■ **EXTRAIT DU DOCUMENT**:
/---

Anachronique : The Stooges (Punk Rock)

The Stooges. L’exercice promet d’être difficile. The Stooges est l’un de ces rares groupes qui ont le plus marqué le cours de la musique car ils amenaient avec eux quelque chose de véritablement transcendant. Formé en 1967, les Stooges ont donné vie au premier groupe ironique de l’histoire, le premier à avoir compris la maxime de Lester Bangs : believe in rock’n’roll , “as a joke“, “for fun“. (article). Le rock au service de la masse et comme moyen de sublimer l’individu, c’est un statement certes un peu pompeux mais qui revêt pourtant toute l’importance que le rock peut clamer. Iggy Pop (de son vrai nom James Newel Osterberg) était très soucieux de donner la parole à l’artiste plutôt que sa forme artistique (voir cette vidéo), et on ne saurait être étonné de constater que les Stooges faisaient partie de ces groupes qui pensaient leur musique. Cette démarche va plus loin que la simple volonté de jouer de belles mélodies.Mené par le grand Iggy Pop, on peut aujourd’hui se questionner sur l’évolution du personnage. Si je crois qu’Iggy a su maintenir le détachement qu’il a toujours eu avec la scène, je ne suis pas certain qu’il ait su conserver ce même esprit narquois qui a toujours prouvé à quel point il ne se prenait pas au sérieux. Mais qu’importe, cet article est celui des Stooges de la grande époque, et de rien d’autre.


L’écoute des Stooges est incontestablement dérangeante. Le son que le groupe a produit sur ses trois albums présente de nombreuses variations, et il est impossible de reprocher au Stooges d’être trop homogène. Toutefois, le point commun entre ces 23 morceaux est l’aspect très brut et surtout très animal qu’ils dégagent. Pour cette raison, les premières écoutes de Stooges sont souvent délicates. C’est là le paradoxe qui a toujours accompagné le groupe. Sa musique est loin d’être évidente, et pourtant, les Stooges font indéniablement partie de la culture Pop, au même titre que les Ramones. Précisons à ce titre que Joey Ramone était devenu un fan incontesté des Stooges après qu’il les ait vu à Midsummer Rock.La difficulté que l’on peut avoir à pénétrer l’univers des Stooges n’est pas le résultat d’une quelconque prétention à produire des morceaux expérimentaux pour le simple plaisir d’éloigner l’auditeur. Les Stooges avaient simplement l’ambition de changer la musique. Et ils l’ont fait. Après tout, rien de plus normal que d’entamer un processus créatif avec la volonté de marquer son domaine. Je ne comprends pas l’intérêt que l’on peut trouver à tous ces groupes qui, sans prétention, se contentent de compiler les sonorités de leurs idoles. Faites de l’art pour changer le monde, ou n’en faites pas. Réussissez, échouez, mais donnez vous les moyens de parvenir à vos fins, en gardant toujours la tête froide. Voilà quel est l’enseignement que l’on peut tirer de toute l’existence des Stooges. Pour cela, le groupe sera à jamais inscrit parmi les plus grands.

\---

■ **TRAVAIL DEMANDÉ**:
1. Répondez à ces questions sur la chronique consacrée aux Stooges :
(a) En quelle année le groupe s'est-il formé ?
(b) Quel est le vrai nom d'Iggy Pop ?
(c) Où Joey Ramone a-t-il vu les Stooges avant de devenir leur fan ?
2. Écrivez la suite de la chronique sur les Stooges, en partant de sa dernière phrase.
Ce matériel n'a aucun rôle dans ce travail.

Pointage et étiquetage
/---

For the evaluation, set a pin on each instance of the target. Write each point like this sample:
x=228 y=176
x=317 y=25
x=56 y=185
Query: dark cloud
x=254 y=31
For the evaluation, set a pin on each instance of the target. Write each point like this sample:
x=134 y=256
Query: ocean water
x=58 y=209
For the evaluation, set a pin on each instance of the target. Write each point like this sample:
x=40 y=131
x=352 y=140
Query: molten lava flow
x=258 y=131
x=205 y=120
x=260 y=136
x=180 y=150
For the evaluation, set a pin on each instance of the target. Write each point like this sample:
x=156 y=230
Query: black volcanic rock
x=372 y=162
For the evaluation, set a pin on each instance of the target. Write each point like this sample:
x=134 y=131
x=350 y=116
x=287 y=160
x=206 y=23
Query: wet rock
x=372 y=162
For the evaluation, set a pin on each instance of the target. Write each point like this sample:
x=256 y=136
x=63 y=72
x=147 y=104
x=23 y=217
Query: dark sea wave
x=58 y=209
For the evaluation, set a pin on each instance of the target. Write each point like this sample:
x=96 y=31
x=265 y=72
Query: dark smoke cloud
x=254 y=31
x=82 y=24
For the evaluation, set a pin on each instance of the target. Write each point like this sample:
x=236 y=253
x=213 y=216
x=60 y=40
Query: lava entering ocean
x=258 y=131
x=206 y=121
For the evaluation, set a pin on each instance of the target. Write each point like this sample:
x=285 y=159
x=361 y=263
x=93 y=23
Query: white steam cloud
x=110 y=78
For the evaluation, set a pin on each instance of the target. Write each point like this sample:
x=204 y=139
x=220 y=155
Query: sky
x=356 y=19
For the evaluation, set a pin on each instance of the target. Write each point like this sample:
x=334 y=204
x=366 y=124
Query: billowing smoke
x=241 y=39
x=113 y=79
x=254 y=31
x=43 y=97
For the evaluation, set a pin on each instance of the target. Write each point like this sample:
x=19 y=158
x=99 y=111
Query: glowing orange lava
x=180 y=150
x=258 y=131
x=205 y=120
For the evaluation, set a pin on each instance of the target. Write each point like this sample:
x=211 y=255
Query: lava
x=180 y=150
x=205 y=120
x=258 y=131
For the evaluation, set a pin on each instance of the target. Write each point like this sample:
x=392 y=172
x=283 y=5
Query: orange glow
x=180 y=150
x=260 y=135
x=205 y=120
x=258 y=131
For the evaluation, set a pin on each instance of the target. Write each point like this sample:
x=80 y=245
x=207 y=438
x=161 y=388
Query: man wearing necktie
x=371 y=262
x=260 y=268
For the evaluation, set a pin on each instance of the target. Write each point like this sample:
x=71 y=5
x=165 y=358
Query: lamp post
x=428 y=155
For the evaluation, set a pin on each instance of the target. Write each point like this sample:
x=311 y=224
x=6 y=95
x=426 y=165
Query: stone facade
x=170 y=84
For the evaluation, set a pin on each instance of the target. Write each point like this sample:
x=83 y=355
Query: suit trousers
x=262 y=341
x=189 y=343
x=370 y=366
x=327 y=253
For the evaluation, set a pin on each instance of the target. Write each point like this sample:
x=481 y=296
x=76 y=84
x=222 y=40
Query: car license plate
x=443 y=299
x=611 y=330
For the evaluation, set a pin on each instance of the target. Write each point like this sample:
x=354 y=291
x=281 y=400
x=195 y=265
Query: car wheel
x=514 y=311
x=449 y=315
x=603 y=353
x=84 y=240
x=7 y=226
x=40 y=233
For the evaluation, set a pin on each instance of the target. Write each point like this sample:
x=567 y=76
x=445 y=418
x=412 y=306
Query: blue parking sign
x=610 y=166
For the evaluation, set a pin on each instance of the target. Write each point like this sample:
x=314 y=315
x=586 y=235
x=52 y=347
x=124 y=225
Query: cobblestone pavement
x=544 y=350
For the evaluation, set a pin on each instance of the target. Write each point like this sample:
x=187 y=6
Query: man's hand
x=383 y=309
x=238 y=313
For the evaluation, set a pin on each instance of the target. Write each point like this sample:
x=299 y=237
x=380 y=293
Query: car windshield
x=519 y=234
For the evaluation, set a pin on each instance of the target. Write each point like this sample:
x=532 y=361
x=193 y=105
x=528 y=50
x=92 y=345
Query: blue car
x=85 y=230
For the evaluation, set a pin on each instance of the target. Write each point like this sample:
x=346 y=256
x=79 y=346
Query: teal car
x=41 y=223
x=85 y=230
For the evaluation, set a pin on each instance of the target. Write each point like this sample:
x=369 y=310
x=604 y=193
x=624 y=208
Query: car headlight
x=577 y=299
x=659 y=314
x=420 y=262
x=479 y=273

\---

■ **RÉPONSES OBTENUES**:
1.
(a) En 1967.
(b) James Newel Osterberg.
(c) À Midsummer Rock.

2.
Enfin, un dernier paradoxe vient de ce que les Stooges vont parvenir tant bien que mal à s’imposer dans l’histoire de la musique alors que le groupe apparaît en plein durant la révolution Flower Power. Le message (au moins celui formel) des Stooges est en parfaite opposition avec la mouvance Twee qui anime alors la scène. Cela explique probablement en partie pourquoi les critiques sont si mauvaises lorsque le premier album des Stooges voit enfin le jour. Mais le groupe fascine d’ores et déjà, et il sera très vite pris en symbole de l’opposition à un mouvement tout-dans-le-sentiment.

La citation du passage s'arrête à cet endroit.